TASK BRIEF —
Rewrite the stretch from the start of the records through the line containing "[[653, 206, 858, 298], [356, 242, 563, 315]]", requests included, and increase every coordinate in the answers by 85. Keep the numbers in the requests and their format samples as they are.

━━━━━ AVAILABLE DATA ━━━━━

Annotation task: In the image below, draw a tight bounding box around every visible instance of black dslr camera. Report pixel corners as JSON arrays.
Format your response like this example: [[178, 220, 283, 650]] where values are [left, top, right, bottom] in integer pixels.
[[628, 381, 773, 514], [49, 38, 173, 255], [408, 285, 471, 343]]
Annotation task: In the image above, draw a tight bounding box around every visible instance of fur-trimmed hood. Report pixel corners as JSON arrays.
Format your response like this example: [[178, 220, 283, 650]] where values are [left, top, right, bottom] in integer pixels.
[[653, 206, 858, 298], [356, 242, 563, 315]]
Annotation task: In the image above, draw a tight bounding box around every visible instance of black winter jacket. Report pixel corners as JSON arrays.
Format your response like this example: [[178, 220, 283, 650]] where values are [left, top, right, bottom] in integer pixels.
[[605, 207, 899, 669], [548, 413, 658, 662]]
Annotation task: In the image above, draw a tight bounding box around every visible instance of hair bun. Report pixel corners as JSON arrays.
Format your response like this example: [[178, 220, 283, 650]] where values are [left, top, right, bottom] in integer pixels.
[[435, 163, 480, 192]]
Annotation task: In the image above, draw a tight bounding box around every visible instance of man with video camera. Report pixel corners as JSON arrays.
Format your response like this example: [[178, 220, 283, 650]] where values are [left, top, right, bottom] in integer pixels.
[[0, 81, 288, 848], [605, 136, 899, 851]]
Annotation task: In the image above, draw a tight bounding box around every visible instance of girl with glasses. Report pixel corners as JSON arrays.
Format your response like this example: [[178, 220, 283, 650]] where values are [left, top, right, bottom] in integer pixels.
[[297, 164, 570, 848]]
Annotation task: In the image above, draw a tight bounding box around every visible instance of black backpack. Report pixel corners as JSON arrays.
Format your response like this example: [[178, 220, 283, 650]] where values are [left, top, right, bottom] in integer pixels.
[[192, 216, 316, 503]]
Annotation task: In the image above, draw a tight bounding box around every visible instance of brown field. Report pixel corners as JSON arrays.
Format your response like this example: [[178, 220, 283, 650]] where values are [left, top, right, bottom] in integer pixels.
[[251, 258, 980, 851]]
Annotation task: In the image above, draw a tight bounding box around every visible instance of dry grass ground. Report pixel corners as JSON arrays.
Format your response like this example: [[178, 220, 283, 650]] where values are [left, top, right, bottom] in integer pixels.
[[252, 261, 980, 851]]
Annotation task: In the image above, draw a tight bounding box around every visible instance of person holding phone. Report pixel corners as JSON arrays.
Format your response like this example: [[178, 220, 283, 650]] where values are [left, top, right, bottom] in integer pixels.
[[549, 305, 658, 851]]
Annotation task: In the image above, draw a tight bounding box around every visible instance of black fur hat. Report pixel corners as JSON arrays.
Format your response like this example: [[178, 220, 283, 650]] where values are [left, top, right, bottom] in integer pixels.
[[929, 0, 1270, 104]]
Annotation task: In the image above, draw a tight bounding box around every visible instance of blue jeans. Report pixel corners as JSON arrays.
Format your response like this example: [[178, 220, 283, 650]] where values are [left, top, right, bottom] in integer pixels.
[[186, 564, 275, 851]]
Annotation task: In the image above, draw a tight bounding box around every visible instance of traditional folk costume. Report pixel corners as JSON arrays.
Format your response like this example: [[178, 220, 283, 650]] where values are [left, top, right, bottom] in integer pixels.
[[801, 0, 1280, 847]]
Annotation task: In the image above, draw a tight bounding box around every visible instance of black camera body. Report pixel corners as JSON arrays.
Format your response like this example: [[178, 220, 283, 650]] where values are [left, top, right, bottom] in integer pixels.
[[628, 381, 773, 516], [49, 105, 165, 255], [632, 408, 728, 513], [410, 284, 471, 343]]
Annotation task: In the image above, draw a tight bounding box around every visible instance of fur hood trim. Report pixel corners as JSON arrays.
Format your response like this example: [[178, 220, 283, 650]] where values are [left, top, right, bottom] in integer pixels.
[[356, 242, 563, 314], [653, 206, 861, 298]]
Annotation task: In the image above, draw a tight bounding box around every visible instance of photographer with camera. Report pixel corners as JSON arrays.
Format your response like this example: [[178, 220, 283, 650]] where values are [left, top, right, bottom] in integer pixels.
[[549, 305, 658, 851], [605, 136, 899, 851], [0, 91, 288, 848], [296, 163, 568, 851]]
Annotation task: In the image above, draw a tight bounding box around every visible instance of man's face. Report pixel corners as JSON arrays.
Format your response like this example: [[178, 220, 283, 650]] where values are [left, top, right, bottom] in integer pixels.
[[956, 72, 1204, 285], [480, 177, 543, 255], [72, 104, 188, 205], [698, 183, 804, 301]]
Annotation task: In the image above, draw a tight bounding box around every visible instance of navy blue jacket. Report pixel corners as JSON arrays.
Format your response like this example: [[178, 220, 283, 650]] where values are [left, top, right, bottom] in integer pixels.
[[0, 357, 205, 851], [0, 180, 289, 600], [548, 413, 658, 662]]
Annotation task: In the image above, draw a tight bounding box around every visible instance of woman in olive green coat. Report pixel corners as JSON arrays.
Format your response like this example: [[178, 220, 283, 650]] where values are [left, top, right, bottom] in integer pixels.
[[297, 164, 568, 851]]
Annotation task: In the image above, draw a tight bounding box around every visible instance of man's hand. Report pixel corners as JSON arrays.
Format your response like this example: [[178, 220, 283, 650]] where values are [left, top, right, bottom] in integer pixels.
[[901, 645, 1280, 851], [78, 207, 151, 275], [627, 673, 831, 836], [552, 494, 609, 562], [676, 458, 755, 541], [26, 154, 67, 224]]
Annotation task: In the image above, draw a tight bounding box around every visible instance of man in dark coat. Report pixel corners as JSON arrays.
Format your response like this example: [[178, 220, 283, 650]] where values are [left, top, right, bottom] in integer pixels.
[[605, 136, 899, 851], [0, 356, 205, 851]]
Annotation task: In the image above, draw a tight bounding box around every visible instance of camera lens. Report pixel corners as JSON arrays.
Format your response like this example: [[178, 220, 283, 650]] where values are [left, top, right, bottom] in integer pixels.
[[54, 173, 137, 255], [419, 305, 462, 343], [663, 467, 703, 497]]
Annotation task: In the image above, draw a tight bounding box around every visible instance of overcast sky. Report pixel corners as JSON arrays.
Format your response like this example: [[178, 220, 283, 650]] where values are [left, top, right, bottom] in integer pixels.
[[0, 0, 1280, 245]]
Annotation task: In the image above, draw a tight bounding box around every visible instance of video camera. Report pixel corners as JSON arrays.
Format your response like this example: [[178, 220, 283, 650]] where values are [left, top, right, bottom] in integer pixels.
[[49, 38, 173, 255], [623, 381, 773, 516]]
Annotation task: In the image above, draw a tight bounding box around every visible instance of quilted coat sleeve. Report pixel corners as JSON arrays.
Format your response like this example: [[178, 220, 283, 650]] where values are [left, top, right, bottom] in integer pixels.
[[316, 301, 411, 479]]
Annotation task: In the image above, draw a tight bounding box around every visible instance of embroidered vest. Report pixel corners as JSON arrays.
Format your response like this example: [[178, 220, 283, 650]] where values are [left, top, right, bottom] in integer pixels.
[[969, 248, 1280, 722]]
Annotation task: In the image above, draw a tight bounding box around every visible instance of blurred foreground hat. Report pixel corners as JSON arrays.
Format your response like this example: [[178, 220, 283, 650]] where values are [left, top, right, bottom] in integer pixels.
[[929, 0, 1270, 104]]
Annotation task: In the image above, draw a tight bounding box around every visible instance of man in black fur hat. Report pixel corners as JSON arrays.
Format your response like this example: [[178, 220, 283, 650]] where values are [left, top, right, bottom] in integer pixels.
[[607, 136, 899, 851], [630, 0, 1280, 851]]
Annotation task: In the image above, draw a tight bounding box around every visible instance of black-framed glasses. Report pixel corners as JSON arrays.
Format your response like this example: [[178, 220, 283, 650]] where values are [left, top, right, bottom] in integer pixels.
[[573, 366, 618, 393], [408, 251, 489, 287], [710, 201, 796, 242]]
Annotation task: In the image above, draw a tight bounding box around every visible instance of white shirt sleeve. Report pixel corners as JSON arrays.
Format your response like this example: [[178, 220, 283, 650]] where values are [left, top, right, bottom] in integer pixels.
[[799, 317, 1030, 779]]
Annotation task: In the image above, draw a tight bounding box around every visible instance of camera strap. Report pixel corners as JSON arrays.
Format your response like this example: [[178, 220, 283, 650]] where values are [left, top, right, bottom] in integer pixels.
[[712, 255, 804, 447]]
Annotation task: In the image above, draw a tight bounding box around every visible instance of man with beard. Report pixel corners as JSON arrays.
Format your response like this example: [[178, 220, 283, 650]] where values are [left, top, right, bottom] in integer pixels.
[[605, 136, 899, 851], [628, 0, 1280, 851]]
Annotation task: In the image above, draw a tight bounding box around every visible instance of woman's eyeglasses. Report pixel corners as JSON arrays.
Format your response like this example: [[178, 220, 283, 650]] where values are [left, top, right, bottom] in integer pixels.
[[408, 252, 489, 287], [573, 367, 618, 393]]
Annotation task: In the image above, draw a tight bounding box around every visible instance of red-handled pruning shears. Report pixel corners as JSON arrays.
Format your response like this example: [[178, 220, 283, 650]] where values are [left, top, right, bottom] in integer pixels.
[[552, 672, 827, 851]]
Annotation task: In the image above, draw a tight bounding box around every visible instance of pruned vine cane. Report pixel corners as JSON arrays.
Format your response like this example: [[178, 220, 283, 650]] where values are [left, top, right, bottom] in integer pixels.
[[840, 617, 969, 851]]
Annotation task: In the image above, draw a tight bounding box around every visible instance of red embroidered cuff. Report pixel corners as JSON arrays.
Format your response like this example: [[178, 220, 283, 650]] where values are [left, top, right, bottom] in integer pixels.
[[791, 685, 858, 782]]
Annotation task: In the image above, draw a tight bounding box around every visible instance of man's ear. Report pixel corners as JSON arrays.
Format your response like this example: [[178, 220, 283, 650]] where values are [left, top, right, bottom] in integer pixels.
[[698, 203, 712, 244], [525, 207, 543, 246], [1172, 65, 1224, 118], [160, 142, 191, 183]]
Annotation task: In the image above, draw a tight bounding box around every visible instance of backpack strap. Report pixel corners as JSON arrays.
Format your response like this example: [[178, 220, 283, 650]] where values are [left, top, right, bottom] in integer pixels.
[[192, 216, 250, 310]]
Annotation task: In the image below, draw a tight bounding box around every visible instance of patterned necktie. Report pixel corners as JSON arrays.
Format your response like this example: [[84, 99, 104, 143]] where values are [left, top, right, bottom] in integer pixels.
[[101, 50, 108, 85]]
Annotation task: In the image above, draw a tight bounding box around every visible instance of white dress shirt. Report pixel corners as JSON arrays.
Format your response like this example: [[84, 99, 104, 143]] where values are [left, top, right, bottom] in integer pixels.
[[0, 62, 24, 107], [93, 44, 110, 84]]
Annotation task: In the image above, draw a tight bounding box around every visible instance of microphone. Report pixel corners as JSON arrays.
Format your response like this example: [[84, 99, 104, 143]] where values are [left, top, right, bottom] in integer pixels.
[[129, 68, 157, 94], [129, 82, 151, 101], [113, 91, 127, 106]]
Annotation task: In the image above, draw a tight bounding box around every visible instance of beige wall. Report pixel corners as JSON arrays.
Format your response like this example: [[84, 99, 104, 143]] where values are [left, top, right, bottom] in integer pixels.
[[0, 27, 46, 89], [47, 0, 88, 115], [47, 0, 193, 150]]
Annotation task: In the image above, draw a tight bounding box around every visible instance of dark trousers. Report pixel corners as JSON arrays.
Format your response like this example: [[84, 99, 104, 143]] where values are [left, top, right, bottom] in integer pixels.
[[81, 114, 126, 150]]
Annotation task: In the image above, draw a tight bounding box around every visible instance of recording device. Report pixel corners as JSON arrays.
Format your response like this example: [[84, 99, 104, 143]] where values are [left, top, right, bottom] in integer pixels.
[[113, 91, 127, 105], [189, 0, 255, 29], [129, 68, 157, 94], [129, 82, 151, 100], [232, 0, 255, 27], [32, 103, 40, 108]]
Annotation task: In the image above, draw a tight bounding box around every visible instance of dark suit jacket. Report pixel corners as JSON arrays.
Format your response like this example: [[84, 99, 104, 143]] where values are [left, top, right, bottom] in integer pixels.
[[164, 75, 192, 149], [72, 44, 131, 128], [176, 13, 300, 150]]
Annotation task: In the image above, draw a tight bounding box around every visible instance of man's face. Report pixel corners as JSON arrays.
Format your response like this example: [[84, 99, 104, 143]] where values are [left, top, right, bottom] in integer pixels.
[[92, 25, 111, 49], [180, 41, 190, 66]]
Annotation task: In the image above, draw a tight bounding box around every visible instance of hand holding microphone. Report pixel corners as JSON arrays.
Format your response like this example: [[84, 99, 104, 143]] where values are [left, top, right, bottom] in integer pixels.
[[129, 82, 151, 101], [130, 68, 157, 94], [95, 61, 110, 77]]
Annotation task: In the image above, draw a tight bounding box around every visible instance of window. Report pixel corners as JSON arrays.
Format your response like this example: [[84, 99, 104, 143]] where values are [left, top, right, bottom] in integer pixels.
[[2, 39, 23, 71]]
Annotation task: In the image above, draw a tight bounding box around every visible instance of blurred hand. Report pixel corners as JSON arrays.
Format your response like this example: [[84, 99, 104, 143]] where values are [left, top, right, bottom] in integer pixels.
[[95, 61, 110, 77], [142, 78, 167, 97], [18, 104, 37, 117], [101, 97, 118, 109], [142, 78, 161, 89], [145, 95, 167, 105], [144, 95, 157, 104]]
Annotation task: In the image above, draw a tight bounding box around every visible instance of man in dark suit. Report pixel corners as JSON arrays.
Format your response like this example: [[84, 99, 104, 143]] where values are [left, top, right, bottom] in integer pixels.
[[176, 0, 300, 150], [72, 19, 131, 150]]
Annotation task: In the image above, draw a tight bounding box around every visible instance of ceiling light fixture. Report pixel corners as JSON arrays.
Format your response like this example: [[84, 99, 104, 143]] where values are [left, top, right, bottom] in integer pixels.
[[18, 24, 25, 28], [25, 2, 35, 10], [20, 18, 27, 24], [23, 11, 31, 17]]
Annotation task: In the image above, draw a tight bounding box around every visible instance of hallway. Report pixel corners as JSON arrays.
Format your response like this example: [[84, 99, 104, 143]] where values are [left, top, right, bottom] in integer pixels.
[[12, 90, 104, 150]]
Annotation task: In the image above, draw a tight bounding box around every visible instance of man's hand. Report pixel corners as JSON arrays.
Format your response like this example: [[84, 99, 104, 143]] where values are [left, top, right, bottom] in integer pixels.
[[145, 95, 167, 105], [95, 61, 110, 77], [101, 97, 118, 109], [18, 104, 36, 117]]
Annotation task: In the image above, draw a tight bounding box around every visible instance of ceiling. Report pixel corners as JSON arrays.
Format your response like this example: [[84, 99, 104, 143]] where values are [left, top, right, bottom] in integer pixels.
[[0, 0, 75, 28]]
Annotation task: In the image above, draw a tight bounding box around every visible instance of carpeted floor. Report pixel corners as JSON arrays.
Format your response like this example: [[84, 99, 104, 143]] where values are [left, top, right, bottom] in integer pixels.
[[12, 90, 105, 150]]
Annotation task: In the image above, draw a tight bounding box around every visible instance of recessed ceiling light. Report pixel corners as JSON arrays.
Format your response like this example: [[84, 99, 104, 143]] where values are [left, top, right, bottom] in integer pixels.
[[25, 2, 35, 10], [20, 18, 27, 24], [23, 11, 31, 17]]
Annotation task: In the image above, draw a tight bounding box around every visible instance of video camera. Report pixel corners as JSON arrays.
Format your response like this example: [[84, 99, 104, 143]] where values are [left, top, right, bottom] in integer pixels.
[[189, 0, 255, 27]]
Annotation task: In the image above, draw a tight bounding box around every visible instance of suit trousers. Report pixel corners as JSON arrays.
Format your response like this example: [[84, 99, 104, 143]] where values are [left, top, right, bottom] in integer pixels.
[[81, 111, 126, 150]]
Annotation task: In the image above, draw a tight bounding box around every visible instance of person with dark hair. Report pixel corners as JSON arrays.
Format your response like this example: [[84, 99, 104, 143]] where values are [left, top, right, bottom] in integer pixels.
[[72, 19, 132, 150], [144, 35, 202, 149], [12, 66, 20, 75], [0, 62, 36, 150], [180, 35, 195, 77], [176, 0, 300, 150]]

━━━━━

COMPLETED TASK —
Annotation task: In the image below, draw a tight bounding box around every visible instance of black dslr camera. Report pixel corners as JSON arrays.
Format your response like this example: [[178, 220, 283, 650]] where values are [left, top, right, bottom] in integer pixels.
[[713, 466, 858, 599], [134, 123, 258, 340], [493, 370, 556, 428]]
Annotation task: In the image above, draw a tight bounding box around every visible instance of fur-trimmed hood. Report pixel corners as JSON arrays.
Format your response like this example: [[178, 220, 283, 650]] where values are [left, top, right, bottom] in integer pixels.
[[738, 291, 943, 383], [441, 327, 648, 400]]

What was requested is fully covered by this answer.